Provided passage:
**********
Automated Marking, Software Testing Education

I Introduction

Software testing involves various abstract concepts like test cases, test plans, coverage criteria, and different types of testing. Unlike programming where students create tangible outputs, the success of software testing is often measured by what is found (i.e., defects, bugs) rather than what is created (i.e., software, apps). This can quickly be demotivating for some learners. Therefore, addressing the students’ motivation and interest in software testing becomes imperative, and teaching software testing with more practical exercises is crucial in truly understanding testing processes.

However, software quality and testing subjects in many institutions often have a large number of students enrolled (e.g., 300+), which can be challenging for educators to perform effective marking and provide effective timely feedback to students. Manual feedback can indeed be inconsistent, time-consuming, and can lead to delayed feedback. This can impact the students’ learning process, leading to confusion for students who receive mixed feedback about their submissions.

To address these challenges, we introduce online unit testing challenges in order to increase students’ motivation and engagement in learning software quality and testing. We also introduce the automated marking mechanism to effectively provide feedback to students, allowing students to understand the effectiveness of their test suites (i.e., assessing functionality completeness, correctness, and code coverage).

II Background and Related Work

In this section, we provide some background and discuss the motivation with respect to related work in software testing education and automated marking in computer science.

II-A Software Testing Education

Software testing education is the process of imparting knowledge and skills related to testing software applications and systems. It involves teaching individuals various techniques, methodologies, and best practices for ensuring the quality, reliability, and functionality of software products. Proper education in software testing is crucial to producing high-quality software that meets user requirements and performs effectively in real-world scenarios. In particular, Lemos et al. [6] found that software testing education often leads to more reliable software.

Recently, Garousi et al. [4] conducted a systematic mapping study of 204 papers published between 1992 and 2019. They found that software-testing education is becoming more active. Most of the studies focus on proposing novel pedagogical approaches (i.e., how to teach better) and proposing tools for teaching software testing. However, there are several challenges that are not well explored. In particular, Garousi et al. [4] found that software testing is often not well accepted by students and the typical teaching practices often increase the cognitive load when learning software testing. In addition, Aniche et al. [1] found that Test Coverage is one of the most difficult topics in software testing. They found that students commonly either miss tests, i.e., they do not provide all the expected tests for a given piece of code, or they write tests that are not totally correct, e.g., the test does not actually test the piece of code. The findings from prior work suggest that addressing students’ motivation and interest in software testing becomes imperative, and making teaching software testing more practical like real-world practices is needed.

Refer to caption — Figure 1: An Example Screenshot of Unit Testing Challenges in EdStem.

II-B Automated Marking in Computer Science

Automated marking [2, 7, 3], also known as automated grading or automated assessment, refers to the use of technology or software tools to evaluate and grade assignments, exams, or assessments in the field of computer science and other disciplines. This approach aims to streamline and expedite the grading process, reduce the workload on instructors, and provide timely feedback to students.
**********
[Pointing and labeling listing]
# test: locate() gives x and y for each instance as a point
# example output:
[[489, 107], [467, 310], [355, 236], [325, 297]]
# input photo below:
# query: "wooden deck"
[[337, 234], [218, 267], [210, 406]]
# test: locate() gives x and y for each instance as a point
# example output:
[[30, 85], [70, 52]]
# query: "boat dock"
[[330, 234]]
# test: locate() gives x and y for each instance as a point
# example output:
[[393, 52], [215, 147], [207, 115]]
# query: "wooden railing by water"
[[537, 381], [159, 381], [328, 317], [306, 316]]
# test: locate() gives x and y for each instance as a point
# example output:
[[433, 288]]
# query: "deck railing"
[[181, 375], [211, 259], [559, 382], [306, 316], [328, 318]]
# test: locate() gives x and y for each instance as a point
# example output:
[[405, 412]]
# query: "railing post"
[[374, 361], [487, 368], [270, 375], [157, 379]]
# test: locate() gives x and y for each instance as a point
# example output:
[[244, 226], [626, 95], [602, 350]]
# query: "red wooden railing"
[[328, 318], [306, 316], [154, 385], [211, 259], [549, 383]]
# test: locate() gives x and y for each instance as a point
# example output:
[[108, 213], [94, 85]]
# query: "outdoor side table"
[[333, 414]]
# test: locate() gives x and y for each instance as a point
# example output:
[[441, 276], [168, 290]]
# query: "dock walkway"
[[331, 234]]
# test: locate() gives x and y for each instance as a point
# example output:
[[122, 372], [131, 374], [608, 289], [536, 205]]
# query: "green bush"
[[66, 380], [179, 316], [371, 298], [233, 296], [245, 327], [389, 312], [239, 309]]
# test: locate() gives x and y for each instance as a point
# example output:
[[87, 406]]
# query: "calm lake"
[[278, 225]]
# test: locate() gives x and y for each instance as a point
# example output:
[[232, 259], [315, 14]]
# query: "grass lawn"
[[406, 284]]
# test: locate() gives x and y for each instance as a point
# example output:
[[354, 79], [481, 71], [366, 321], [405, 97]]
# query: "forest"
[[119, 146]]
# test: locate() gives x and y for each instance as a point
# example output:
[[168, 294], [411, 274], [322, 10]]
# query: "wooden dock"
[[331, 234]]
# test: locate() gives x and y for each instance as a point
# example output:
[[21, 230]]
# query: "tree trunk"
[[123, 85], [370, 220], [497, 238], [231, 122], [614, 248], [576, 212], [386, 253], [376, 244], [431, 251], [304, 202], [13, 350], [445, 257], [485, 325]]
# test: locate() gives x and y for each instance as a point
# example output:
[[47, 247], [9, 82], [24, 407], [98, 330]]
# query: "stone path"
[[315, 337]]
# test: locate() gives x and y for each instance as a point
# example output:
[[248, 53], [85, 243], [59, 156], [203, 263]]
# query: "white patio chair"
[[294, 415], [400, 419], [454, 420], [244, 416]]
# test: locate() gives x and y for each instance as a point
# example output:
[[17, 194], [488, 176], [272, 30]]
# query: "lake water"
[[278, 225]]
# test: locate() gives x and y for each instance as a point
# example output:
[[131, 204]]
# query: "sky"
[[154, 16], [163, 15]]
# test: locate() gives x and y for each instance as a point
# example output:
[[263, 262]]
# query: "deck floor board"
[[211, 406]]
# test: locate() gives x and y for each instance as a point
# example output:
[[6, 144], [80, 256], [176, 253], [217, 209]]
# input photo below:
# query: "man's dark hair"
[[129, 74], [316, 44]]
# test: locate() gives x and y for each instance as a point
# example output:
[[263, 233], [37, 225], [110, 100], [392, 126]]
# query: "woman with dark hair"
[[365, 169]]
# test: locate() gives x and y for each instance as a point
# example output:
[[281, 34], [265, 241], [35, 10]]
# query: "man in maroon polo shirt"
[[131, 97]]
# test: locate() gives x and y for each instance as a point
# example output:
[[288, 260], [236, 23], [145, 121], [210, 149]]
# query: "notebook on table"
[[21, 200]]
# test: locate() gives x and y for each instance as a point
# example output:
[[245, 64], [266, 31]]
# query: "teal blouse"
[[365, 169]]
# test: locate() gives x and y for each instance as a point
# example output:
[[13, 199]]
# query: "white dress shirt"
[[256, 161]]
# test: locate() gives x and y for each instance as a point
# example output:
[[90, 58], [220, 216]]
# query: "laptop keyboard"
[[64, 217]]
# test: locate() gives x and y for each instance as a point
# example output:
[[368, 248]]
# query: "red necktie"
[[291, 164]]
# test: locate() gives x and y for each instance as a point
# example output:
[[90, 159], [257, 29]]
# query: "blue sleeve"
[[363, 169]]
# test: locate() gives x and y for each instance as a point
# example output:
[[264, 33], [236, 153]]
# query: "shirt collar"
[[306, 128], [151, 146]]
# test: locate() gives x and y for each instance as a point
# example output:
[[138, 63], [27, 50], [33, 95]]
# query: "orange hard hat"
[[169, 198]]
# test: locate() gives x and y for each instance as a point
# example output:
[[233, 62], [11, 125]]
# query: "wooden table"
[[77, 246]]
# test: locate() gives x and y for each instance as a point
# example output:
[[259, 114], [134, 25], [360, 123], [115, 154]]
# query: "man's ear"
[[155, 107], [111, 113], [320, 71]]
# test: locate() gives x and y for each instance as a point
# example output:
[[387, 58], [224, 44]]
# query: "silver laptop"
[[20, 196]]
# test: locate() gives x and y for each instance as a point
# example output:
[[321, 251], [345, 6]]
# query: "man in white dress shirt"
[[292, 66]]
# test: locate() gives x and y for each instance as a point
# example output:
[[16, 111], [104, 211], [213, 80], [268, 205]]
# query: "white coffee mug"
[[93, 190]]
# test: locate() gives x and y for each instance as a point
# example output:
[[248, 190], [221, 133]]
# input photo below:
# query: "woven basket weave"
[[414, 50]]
**********
What the exercise asks: According to the software testing education passage, how many papers did the systematic mapping study by Garousi et al. cover? Rely only on the software testing education passage.

Answer to the problem: It covered 204 papers published between 1992 and 2019.